» RECORDS SUPPLIED
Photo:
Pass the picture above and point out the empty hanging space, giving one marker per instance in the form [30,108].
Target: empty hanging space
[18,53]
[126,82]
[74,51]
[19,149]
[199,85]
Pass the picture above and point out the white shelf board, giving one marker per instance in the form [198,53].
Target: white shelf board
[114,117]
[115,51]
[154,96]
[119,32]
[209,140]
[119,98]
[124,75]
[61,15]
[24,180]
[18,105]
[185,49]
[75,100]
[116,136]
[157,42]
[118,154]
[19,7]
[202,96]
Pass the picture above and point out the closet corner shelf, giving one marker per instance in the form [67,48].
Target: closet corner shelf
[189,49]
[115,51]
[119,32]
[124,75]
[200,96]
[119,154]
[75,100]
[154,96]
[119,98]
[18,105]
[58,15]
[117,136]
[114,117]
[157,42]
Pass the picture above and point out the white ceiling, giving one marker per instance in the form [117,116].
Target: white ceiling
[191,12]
==
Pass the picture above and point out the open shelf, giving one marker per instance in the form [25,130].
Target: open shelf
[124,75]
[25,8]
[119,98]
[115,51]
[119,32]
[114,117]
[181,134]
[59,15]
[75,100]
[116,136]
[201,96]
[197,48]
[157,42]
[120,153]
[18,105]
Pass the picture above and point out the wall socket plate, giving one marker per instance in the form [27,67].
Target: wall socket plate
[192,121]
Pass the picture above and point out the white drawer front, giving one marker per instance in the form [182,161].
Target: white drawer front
==
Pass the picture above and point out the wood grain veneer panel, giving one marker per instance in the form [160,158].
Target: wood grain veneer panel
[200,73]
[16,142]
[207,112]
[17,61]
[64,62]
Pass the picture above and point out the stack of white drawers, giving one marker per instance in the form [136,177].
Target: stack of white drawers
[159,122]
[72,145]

» WHAT IS NEEDED
The required answer is each line of the data in which the word "point" appears.

» ANSWER FOR THIS EXERCISE
Pass the picture above and point out the empty hanging space, giving one marker per instance in the form [30,108].
Pass the picture above and point out the white shelf board, giving one marker per instance in the form [198,53].
Pass the picture above and point out the closet corner shelf, giving one marker per instance in the form [67,48].
Pass the picture above and point out the white ceiling, giving one marker per instance in the form [117,116].
Pass the picture above and point out the open shelf, giving one marker per instance in the form [25,130].
Pass the picture above and point out the wall socket plate, giving one marker per instance in the form [27,67].
Pass the picture above and point out the white drawer front, giving one marker per instance in the form [182,161].
Pass the picture above and point out the wood grain veneer panel, giving one marker per instance in the form [160,158].
Pass the picture above and point out the stack of white drawers, giving one marker per instance in the form [136,177].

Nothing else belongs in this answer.